____ SOURCE

5e édition du Salon du livre juridique

Le samedi 12 octobre 2013, de 10h à 18h, se tiendra au Conseil constitutionnel la 5e édition du Salon du livre juridique. Organisé à l’initiative du Club des juristes et du Conseil constitutionnel, ce rendez-vous annuel, qui regroupe les principaux éditeurs juridiques, est l’occasion pour vous étudiants de dialoguer avec d’éminents juristes. Comme tous les ans, Jean-Louis Debré, président du Conseil constitutionnel, vous invite à une visite guidée de ce haut lieu prestigieux, et un tirage au sort permettra aux plus chanceux d’entre vous de repartir avec des « pack-livres juridiques étudiants ». Nous avons rencontré Mme Claire Bazy Malaurie, spécialiste des questions universitaires, membre du Conseil constitutionnel.

Le Salon du livre juridique connait un succès de fréquentation croissant. Cet événement permet aux étudiants d’aller à la rencontre de leurs professeurs. L’organisation de ce salon au Conseil constitutionnel marque-t-il la volonté de celui-ci de s’ouvrir sur l’extérieur ?

Cela fait déjà plusieurs années que le Conseil constitutionnel n’est plus cette maison secrète dont les décisions ne concernaient que très indirectement les citoyens et que très peu de gens connaissaient.

L’introduction de la question prioritaire de constitutionnalité a tout changé, pour tous : bien sûr pour le Conseil même qui s’est alors inscrit résolument dans la cohorte des juridictions constitutionnelles, mais aussi pour les juges, les universitaires, les avocats et, au premier chef, les justiciables. L’accent mis à cette occasion sur les droits et libertés que la Constitution garantit a permis de révéler l’importance du droit constitutionnel et du garant de son respect.

________
____ LISTE DES ENREGISTREMENTS

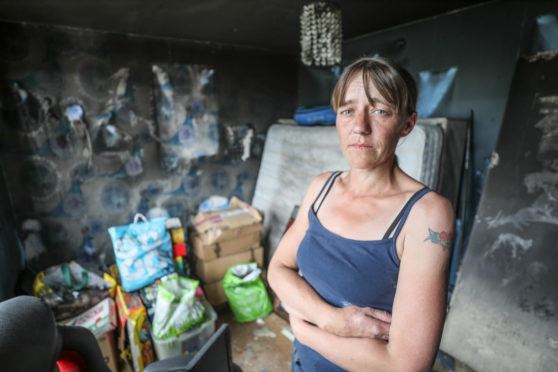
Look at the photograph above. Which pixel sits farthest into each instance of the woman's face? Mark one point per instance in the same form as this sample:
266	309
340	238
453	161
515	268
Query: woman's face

________

▸ **CONSIGNE**
Répondez, s'il vous plaît, à ces questions sur le Salon du livre juridique à l'aide de la source.
1. Quels jour et horaires la source donne-t-elle pour la 5e édition du Salon, et où se tient-elle ?
2. Quelle fonction Jean-Louis Debré occupe-t-il ?
3. Quelle introduction « a tout changé, pour tous » ?

▸ **RÉPONSE AU PROBLÈME**
1. Le samedi 12 octobre 2013, de 10h à 18h, au Conseil constitutionnel.
2. Il est président du Conseil constitutionnel.
3. L'introduction de la question prioritaire de constitutionnalité.